General Évariste Ndayishimiye, the current President of Burundi, was born on June 17, 1968, in Giheta, Burundi. After serving in the Burundi Army for decades, in 1991, he began studies in law at the Université du Burundi in Bujumbura. However, during his second year in 1993, his legal education was interrupted by the civil war and ethnic divisions between the Hutu (Bantu, vast majority) and the Tutsi (traditional aristocratic minority) ethnic groups, which cost at least 300,000 lives in Burundi during its thirteen years of civil war.
In 2003, Ndayishimiye married Angélique Ndayubaha Ndayishimiye, an economist and the President of the Good Action Foundation “Umugiraneza.” She was born in the Kiganda area of Muramvya district, Burundi. They are the parents of six children.
From 2006 to 2007, Ndayishimiye was the Interior and Public Security Minister for Burundi and from 2007 to 2014, he served as the personal military aide to President Pierre Nkurunziza. In 2014 he received a Bachelor of Laws from Université Sagesse d’Afrique in Bujumbura in 2014 and chaired the Burundi National Olympic Committee. Two years later, in 2016, General Ndayishimiye became the Secretary-General of The National Council for the Defense of Democracy – Forces for the Defense of Democracy, a new Burundi political party. In 2018, Ndayishimiye was endorsed by President Nkurunziza as his replacement for President after the incumbent decided not to run for a fourth term.

WHAT THIS EXERCISE ASKS:
1. In the passage about Évariste Ndayishimiye, which town was he born in?
2. Carry on the passage about Évariste Ndayishimiye from its final sentence.
The entries have no connection to the passage about Évariste Ndayishimiye.

DATASET:
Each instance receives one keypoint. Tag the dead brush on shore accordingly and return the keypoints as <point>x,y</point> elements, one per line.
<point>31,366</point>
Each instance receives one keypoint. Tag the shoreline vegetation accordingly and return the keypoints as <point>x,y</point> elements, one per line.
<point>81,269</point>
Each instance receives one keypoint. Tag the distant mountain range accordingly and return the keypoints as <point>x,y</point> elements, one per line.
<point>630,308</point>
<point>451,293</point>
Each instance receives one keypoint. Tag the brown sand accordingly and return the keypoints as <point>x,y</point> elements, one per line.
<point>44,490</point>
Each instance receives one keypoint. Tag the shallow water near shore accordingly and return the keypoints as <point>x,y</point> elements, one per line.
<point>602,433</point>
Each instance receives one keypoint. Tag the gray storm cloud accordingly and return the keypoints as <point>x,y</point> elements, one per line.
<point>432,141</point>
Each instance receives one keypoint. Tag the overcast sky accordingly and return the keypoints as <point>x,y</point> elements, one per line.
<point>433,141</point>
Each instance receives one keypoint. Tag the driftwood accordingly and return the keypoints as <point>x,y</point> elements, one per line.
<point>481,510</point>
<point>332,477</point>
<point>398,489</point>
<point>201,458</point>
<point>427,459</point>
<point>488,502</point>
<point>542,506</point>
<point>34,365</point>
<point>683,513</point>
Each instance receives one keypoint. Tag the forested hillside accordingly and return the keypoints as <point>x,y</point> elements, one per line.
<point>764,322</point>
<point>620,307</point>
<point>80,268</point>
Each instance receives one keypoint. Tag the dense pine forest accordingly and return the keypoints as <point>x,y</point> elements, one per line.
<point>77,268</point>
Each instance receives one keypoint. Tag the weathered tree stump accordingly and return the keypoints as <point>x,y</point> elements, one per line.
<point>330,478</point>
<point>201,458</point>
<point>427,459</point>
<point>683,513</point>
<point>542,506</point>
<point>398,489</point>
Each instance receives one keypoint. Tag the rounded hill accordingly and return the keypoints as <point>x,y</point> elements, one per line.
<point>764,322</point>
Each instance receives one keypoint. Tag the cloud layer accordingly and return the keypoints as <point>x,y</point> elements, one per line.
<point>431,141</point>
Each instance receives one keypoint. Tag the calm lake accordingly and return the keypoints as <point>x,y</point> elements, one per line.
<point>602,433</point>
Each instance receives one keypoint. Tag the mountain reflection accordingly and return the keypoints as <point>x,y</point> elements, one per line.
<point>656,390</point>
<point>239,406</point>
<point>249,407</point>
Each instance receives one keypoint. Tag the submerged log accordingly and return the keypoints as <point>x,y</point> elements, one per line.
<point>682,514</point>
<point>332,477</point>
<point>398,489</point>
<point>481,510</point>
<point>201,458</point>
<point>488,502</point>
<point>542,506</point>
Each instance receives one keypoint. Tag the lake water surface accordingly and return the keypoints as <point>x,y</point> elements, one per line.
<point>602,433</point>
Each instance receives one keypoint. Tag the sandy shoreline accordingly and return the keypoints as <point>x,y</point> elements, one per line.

RESPONSE LIST:
1. He was born in Giheta, Burundi.

2.
On June 18, 2020, Ndayishimiye was hastily sworn in as the 9th president of Burundi in the capital city of Gitega after winning 68 percent of the national vote in an election marred by violence and the untimely death of Nkurunziza ten days earlier. Opposition leaders claimed the election was rigged but Ndayishimiye vowed to “preserve and promote the country’s independence, love, and equitably achieved development. He immediately had four journalists and two human rights defenders released from prison and announced the pardon or early release of more than 5,000 prisoners.
In 2021, Ndayishimiye addressed the UN General Assembly’s 76th session declaring that refugees who had fled the nation because of ethnic violence were welcome to return. He also announced a strategic action plan designed to protect human rights in Burundi and discussed the restoration of peace, security, stability, and social cohesion in this civil war-torn nation.
In a country where the COVID-19 pandemic remains a threat to thousands of Burundi citizens, Ndayishimiye rejected vaccines from outside the nation and closed its borders to foreigners he claimed for safety. To protect himself again COVID, General Évariste Ndayishimiye did receive sizable doses of the Chinese Sinopharm BIBP vaccine.